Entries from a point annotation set
[start]

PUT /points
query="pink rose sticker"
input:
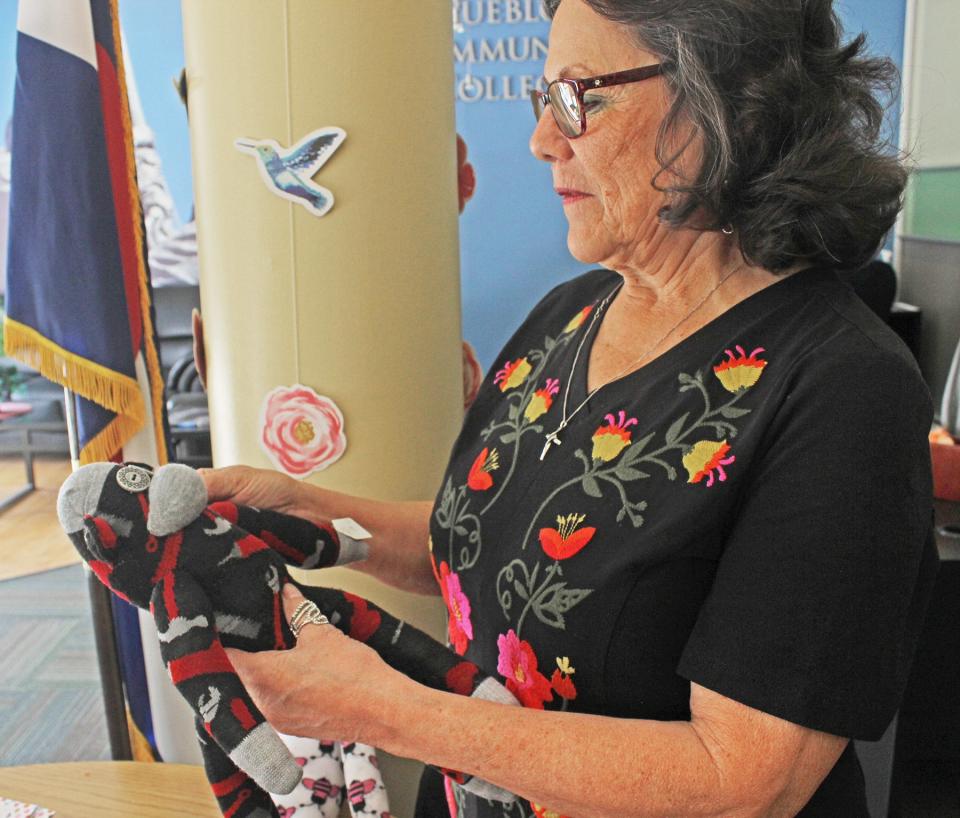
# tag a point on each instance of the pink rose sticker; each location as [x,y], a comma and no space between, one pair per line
[302,431]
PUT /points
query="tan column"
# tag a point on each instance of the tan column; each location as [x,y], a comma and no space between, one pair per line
[361,304]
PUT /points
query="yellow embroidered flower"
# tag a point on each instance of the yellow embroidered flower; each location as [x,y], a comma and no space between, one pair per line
[610,440]
[707,458]
[577,321]
[740,371]
[541,400]
[513,374]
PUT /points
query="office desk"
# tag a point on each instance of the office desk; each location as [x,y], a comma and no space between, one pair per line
[112,789]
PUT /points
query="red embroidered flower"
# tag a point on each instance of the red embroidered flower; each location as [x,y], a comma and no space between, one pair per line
[610,440]
[466,178]
[740,371]
[577,321]
[512,374]
[479,478]
[458,607]
[460,678]
[302,432]
[566,540]
[518,664]
[561,681]
[541,400]
[706,458]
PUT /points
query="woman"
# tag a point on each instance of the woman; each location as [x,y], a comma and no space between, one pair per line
[687,518]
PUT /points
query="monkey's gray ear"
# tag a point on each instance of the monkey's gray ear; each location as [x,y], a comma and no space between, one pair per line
[177,495]
[80,494]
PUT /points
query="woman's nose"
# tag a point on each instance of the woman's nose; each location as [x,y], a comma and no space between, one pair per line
[546,141]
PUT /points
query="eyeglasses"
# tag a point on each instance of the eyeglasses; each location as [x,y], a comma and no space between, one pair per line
[565,97]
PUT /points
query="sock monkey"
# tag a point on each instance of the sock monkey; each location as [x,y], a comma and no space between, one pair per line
[212,577]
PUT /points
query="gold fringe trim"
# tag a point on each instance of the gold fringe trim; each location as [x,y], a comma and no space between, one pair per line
[117,392]
[152,357]
[140,747]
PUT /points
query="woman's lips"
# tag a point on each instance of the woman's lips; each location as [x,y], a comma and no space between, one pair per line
[569,195]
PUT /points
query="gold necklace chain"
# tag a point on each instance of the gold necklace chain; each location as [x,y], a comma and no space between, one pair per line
[553,438]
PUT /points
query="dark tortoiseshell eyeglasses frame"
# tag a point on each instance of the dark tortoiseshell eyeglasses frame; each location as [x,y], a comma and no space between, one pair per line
[542,99]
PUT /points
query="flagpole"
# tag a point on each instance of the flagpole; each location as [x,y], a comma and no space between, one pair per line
[108,658]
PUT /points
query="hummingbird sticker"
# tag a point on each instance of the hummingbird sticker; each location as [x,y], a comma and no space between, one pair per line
[289,172]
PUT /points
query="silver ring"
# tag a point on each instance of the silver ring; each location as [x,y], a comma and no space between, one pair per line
[306,613]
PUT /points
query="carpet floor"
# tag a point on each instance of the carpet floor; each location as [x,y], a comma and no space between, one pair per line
[51,708]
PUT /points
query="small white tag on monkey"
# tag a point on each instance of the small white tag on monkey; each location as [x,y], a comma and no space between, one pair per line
[351,528]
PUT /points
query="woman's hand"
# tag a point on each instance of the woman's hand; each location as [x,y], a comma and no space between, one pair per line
[328,687]
[245,485]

[end]

▶ _Set exercise_:
Can you gather every line of the data above that contains the word "lips"?

▶ _Written answer_:
query="woman's lips"
# tag a point on each instance of the woman's lips; each location as [x,y], a comma and no space between, one pair per line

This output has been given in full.